◆ **Required work**: Please collect every line in the data below that contains the word "building", treating uppercase and lowercase letters as different.

◆ **Record list**:
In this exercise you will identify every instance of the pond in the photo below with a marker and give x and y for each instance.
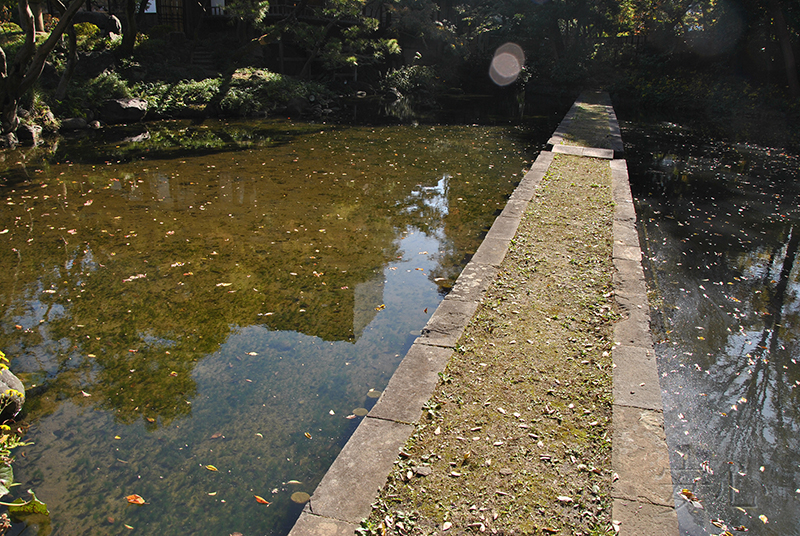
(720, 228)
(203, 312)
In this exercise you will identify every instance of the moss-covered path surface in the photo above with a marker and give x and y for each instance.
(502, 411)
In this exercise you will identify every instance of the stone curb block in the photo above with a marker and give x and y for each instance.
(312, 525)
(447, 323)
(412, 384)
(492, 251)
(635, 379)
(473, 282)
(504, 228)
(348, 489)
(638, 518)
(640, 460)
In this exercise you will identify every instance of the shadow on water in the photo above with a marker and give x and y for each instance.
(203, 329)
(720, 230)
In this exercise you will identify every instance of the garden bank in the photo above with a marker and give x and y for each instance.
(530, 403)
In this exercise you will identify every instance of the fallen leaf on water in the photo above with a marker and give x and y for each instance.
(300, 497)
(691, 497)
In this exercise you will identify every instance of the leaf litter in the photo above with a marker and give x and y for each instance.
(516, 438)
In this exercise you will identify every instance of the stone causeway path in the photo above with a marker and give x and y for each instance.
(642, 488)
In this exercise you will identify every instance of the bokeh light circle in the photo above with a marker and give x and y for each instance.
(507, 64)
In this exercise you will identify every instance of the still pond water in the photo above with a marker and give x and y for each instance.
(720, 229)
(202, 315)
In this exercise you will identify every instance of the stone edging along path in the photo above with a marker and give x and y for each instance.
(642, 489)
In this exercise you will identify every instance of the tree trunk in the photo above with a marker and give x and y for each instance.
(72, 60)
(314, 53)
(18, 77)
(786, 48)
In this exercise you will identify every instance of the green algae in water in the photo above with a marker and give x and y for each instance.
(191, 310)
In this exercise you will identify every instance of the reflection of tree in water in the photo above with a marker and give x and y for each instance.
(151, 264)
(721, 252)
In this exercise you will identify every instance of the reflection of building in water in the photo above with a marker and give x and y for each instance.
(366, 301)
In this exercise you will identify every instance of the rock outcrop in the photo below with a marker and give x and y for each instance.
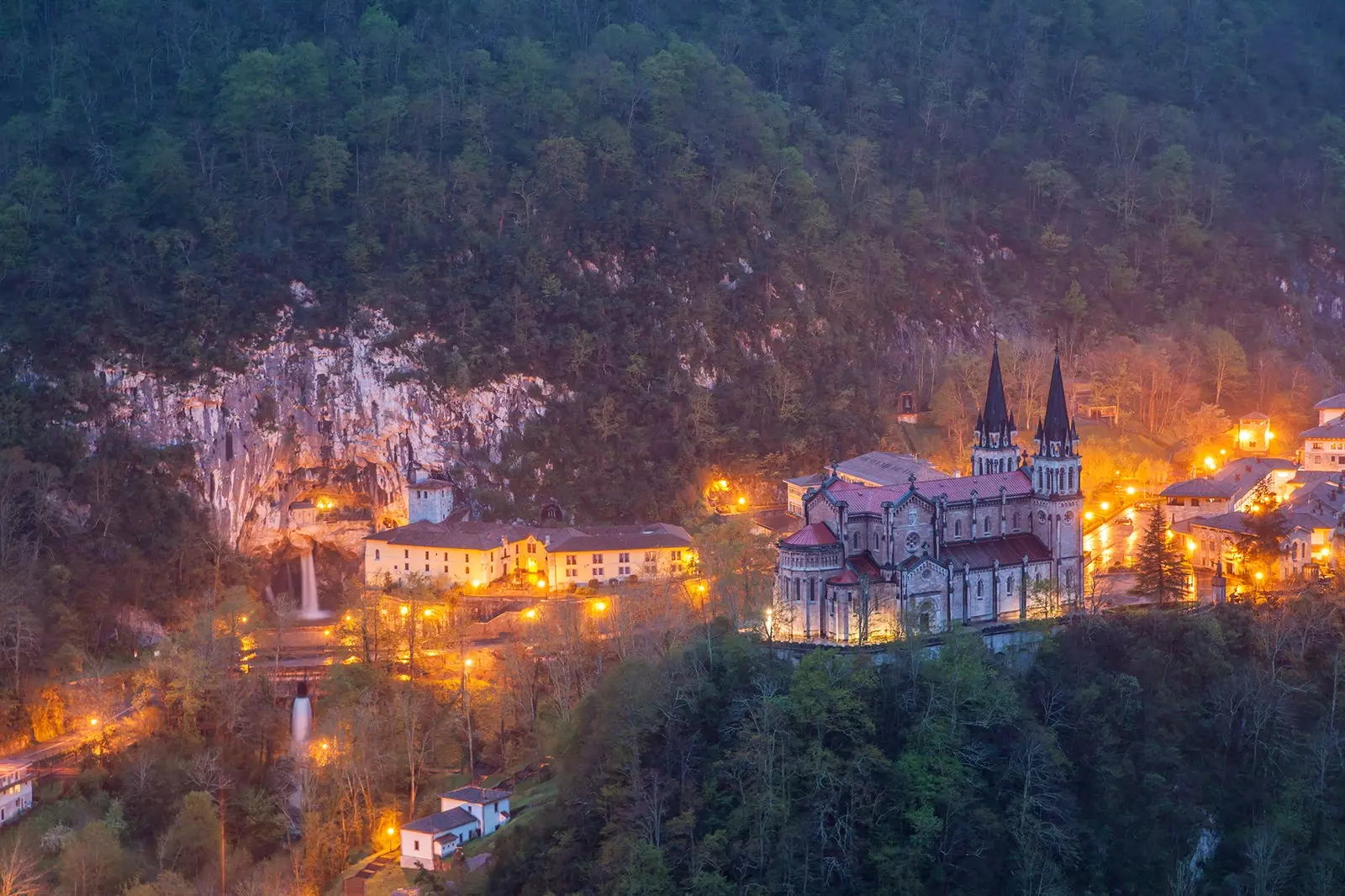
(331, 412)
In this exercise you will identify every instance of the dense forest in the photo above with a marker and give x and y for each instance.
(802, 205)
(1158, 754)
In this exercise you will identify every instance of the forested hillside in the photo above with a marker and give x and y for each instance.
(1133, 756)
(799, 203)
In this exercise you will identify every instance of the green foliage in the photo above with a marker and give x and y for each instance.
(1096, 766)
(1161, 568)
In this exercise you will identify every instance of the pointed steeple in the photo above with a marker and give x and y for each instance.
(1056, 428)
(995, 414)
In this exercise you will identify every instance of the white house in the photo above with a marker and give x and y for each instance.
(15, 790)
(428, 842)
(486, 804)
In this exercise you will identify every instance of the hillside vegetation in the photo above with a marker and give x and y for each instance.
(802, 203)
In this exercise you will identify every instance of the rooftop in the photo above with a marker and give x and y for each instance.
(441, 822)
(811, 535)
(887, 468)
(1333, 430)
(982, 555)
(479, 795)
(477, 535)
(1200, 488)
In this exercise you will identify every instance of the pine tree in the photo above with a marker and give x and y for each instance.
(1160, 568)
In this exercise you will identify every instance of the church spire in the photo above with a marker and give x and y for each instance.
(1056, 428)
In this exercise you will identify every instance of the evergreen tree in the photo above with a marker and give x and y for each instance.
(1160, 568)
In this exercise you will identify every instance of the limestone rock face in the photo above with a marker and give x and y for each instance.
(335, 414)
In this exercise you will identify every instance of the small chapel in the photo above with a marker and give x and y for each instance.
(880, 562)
---
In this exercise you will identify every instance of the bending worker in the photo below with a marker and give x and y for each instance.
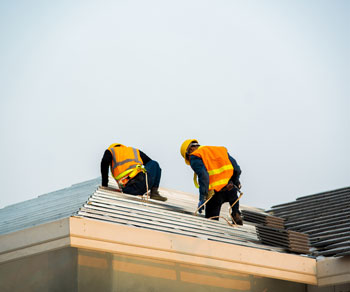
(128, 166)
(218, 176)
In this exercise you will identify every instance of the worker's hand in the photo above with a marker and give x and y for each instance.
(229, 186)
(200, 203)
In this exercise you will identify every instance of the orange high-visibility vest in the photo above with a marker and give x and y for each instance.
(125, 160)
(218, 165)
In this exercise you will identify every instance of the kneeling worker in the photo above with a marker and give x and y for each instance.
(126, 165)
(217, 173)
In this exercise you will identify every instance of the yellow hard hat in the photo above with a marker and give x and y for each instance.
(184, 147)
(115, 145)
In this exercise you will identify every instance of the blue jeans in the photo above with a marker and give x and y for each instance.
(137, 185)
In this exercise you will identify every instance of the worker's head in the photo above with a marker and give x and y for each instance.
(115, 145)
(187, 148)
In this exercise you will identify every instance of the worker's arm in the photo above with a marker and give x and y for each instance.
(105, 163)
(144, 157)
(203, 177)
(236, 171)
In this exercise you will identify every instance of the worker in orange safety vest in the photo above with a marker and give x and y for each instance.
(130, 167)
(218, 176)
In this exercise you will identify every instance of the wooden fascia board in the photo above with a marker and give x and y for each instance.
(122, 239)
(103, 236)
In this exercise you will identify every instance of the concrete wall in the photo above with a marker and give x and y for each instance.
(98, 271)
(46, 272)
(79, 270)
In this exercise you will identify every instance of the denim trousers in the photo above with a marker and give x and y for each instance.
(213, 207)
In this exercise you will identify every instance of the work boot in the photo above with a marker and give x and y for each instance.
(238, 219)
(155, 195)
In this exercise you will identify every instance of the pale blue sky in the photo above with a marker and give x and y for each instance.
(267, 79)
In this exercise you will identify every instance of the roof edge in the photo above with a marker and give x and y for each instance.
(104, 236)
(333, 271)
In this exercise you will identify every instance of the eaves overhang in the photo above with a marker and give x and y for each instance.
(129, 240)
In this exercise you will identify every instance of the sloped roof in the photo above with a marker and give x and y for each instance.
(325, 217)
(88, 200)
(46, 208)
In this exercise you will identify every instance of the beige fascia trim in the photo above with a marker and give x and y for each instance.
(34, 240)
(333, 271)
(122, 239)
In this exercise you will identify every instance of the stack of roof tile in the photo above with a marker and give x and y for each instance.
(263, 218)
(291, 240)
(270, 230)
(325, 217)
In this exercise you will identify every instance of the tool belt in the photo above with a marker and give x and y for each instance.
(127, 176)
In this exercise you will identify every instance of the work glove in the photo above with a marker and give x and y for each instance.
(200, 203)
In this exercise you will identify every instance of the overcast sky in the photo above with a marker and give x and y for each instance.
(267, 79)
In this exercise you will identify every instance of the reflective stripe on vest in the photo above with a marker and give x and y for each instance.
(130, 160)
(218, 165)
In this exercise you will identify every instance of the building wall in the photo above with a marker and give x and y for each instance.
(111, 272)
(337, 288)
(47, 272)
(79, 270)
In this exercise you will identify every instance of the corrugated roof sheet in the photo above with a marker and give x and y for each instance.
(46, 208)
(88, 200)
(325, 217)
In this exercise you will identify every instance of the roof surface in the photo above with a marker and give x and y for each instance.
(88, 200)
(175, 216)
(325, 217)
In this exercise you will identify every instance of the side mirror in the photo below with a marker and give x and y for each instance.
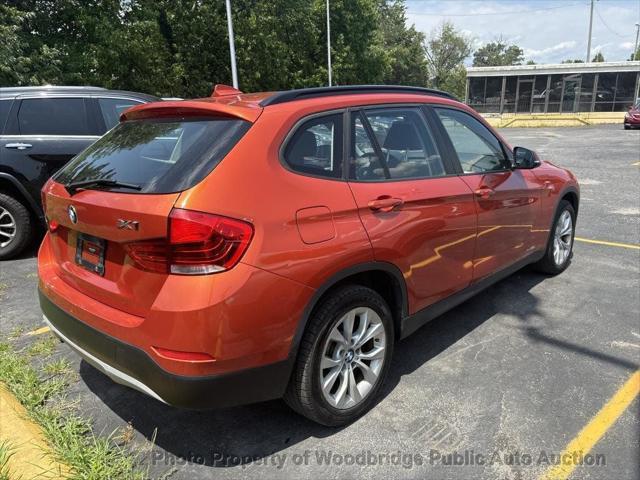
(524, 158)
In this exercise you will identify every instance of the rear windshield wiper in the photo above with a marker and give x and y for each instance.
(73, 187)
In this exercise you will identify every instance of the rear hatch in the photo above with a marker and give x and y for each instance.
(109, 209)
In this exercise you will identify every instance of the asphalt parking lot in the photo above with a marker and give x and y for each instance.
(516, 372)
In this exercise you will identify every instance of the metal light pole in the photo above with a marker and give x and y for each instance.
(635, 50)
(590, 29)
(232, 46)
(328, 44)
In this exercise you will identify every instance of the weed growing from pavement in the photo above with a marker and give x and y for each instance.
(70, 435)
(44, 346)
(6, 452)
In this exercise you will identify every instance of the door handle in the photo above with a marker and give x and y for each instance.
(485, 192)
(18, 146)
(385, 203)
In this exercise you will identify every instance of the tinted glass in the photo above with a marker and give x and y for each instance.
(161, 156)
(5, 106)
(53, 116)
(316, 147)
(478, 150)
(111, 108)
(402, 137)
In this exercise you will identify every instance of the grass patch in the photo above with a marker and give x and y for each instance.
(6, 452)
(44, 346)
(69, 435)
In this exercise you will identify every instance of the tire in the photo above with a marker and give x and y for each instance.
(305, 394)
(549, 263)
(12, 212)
---
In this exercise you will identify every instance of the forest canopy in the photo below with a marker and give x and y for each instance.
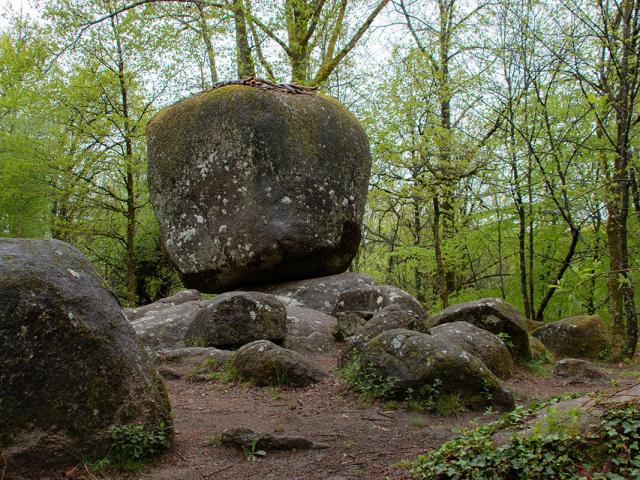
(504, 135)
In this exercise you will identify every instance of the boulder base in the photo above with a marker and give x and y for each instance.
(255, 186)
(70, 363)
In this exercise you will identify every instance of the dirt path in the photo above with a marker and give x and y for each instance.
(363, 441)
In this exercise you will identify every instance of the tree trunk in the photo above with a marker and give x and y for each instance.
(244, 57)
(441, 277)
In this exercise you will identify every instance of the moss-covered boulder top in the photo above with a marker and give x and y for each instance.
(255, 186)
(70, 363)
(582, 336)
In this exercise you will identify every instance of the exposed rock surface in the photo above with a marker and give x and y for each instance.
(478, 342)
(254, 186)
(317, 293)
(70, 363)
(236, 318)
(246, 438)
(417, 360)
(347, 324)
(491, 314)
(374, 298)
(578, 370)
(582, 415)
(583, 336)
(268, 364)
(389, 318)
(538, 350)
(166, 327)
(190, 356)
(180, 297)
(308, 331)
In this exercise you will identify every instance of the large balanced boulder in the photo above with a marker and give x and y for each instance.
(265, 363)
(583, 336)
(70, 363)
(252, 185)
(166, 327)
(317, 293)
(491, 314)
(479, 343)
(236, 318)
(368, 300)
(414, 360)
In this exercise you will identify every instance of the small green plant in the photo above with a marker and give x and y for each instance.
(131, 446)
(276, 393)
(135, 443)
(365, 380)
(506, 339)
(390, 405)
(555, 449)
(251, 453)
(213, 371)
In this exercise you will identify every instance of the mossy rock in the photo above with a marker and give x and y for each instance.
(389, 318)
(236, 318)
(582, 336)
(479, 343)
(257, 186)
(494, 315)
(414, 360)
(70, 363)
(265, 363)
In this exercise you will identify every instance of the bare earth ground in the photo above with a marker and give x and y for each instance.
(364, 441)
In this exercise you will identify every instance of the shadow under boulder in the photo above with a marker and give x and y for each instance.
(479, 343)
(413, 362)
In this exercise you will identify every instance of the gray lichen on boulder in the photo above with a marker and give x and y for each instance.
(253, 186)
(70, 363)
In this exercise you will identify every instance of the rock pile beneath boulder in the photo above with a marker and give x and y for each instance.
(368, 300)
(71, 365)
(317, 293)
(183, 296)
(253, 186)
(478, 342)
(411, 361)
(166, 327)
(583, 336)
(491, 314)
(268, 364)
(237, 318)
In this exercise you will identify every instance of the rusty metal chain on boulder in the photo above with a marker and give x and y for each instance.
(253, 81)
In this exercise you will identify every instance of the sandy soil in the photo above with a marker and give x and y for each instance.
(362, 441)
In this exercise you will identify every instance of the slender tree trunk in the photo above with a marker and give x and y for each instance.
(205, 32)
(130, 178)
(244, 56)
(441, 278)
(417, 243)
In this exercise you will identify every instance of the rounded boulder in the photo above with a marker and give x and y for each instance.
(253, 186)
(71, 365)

◆ **Final result**:
In this exercise you will identify every instance of the reflection of building in water in the photo above with a marker and give x and y for each instance.
In this exercise you will identify every instance of the building wall in the photo above with a marker and give x and y for each instance.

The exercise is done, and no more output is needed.